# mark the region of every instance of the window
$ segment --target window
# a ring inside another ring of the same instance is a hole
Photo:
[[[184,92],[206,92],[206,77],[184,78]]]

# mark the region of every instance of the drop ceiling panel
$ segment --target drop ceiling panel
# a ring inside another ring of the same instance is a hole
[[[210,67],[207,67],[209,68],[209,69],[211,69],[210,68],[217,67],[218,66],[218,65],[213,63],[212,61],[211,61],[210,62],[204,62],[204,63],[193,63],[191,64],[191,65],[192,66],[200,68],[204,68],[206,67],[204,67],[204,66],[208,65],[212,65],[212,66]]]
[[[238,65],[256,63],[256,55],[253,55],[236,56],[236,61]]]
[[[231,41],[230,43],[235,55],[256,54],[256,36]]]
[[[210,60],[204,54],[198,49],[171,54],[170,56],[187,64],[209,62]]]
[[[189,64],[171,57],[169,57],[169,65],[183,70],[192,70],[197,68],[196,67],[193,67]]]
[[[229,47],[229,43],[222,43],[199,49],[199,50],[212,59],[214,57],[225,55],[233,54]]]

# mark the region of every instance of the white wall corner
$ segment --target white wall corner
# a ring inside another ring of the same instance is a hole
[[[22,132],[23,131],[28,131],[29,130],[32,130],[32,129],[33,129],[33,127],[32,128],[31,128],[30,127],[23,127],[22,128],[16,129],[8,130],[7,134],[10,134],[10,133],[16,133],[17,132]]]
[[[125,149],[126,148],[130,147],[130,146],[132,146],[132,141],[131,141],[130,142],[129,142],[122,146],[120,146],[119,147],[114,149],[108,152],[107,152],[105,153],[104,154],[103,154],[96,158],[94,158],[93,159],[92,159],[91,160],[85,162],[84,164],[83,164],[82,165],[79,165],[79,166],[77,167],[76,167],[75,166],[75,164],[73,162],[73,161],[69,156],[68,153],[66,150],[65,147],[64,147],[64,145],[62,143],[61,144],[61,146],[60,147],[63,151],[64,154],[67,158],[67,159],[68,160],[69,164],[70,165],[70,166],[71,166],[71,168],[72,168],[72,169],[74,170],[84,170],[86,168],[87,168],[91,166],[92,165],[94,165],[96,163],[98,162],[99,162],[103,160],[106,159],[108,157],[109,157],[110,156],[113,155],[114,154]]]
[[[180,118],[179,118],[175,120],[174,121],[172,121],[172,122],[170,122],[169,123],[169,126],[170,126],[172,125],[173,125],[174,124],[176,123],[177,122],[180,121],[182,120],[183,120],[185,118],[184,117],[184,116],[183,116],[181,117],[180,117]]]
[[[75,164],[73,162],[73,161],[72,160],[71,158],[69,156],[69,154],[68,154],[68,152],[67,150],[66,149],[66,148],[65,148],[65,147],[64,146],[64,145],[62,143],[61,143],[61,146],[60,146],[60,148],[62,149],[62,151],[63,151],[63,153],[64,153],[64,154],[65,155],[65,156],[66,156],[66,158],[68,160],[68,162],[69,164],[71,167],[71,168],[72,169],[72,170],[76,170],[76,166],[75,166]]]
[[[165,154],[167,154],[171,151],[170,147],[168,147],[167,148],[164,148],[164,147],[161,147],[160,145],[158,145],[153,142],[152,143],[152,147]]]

PROBLEM:
Convert all the entries above into a two-column CSV with the header instruction,polygons. Give one row per entry, with the entry's text and its answer each in a double-quoted field and line breaks replaced by spaces.

REPLY TO THE TASK:
instruction,polygons
"# mark the region of every instance of the window $ segment --target window # a ring inside another ring of the same instance is a hole Photo:","[[[184,92],[206,92],[206,77],[184,78]]]"
"# mark the region of every instance of the drop ceiling panel $ segment --target drop ceiling panel # a ring inside another ring of the same instance is a hole","[[[210,67],[207,67],[209,68],[209,69],[211,69],[210,68],[217,67],[218,66],[218,65],[213,63],[212,61],[211,61],[210,62],[204,62],[204,63],[193,63],[191,64],[191,65],[192,66],[200,68],[204,68],[206,67],[204,67],[204,66],[208,65],[212,65],[212,66]]] [[[238,65],[256,63],[256,55],[253,55],[236,56],[236,61]]] [[[231,41],[230,43],[235,55],[256,54],[256,36]]] [[[210,60],[204,54],[198,49],[171,54],[170,56],[187,64],[209,62]]] [[[189,64],[171,57],[169,57],[169,65],[183,70],[192,70],[197,68],[196,67],[193,67]]] [[[229,47],[229,43],[222,43],[199,49],[199,50],[212,59],[214,57],[225,55],[233,54]]]"
"# mark the region of every instance of the white wall corner $ segment --target white wall corner # a ring inside another ring of the same instance is a hole","[[[22,132],[23,131],[28,131],[29,130],[32,130],[32,129],[33,129],[33,127],[32,128],[31,128],[30,127],[23,127],[22,128],[16,129],[8,130],[7,134],[10,134],[10,133],[16,133],[17,132]]] [[[125,149],[126,148],[130,147],[130,146],[132,146],[132,141],[131,141],[130,142],[129,142],[122,146],[120,146],[119,147],[114,149],[108,152],[107,152],[105,153],[104,154],[103,154],[96,158],[94,158],[93,159],[92,159],[91,160],[85,162],[84,164],[83,164],[82,165],[79,165],[79,166],[77,167],[76,167],[75,166],[75,164],[73,162],[73,161],[69,156],[68,153],[66,150],[65,147],[64,147],[64,145],[62,143],[61,144],[61,146],[60,147],[63,151],[64,154],[67,158],[67,159],[68,160],[69,164],[70,165],[70,166],[71,166],[71,168],[72,168],[72,169],[74,170],[84,170],[86,168],[87,168],[91,166],[92,165],[94,165],[96,163],[98,162],[99,162],[103,160],[106,159],[108,157],[109,157],[110,156],[113,155],[114,154]]] [[[180,118],[179,118],[175,120],[174,121],[172,121],[172,122],[170,122],[169,123],[169,126],[170,126],[172,125],[173,125],[174,124],[176,123],[177,122],[180,121],[182,120],[183,120],[185,118],[184,117],[184,116],[183,116],[181,117],[180,117]]] [[[75,164],[73,162],[73,161],[72,160],[71,158],[69,156],[69,154],[68,154],[68,152],[67,150],[66,149],[66,148],[65,148],[65,147],[64,146],[64,145],[62,143],[61,143],[61,146],[60,146],[60,148],[62,149],[62,151],[63,151],[63,153],[64,153],[64,154],[65,155],[65,156],[66,156],[66,158],[68,160],[68,162],[69,164],[71,167],[71,168],[72,169],[72,170],[76,170],[76,166],[75,166]]] [[[165,154],[167,154],[171,151],[170,147],[168,147],[167,148],[164,148],[164,147],[161,147],[160,145],[158,145],[153,142],[152,143],[152,147]]]"